Your answer is the lines below, exactly, from the one that contains "[[100, 191], [207, 194], [246, 140]]" through the one that contains "[[152, 36], [321, 162]]", both included.

Data for processing
§
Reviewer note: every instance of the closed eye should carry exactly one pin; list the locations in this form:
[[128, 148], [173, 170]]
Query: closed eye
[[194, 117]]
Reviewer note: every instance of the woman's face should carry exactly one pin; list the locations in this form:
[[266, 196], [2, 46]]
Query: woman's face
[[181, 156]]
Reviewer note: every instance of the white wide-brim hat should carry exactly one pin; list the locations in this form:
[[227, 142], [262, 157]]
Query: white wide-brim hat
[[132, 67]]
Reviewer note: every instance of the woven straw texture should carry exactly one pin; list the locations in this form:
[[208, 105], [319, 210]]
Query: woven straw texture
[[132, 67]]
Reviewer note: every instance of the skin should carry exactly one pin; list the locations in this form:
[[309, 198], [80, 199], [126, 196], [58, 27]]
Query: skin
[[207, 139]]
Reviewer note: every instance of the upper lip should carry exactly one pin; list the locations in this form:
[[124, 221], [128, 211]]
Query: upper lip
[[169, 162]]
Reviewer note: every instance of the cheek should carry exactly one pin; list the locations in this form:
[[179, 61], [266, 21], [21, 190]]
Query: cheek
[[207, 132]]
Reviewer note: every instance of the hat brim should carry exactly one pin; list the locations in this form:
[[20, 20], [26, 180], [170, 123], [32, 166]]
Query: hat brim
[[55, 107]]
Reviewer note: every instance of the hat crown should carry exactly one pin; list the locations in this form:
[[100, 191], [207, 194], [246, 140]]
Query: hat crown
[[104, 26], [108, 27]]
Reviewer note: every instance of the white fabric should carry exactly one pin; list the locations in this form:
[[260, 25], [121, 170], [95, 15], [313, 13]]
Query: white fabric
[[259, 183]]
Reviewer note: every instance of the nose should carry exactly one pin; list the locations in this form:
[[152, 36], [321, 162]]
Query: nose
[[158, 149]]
§
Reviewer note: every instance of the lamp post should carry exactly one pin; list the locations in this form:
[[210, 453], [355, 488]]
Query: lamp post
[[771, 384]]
§
Expected output
[[100, 191], [207, 194], [246, 140]]
Query: hat crown
[[104, 26], [108, 27]]
Reviewer note: every instance of the white fabric should carry exactly one pin; list the locations in this form:
[[260, 25], [121, 170], [95, 15], [313, 13]]
Query: white fabric
[[259, 183]]
Reviewer note: every instance of the nose should carry exactly one pin; list the locations in this form:
[[152, 36], [321, 162]]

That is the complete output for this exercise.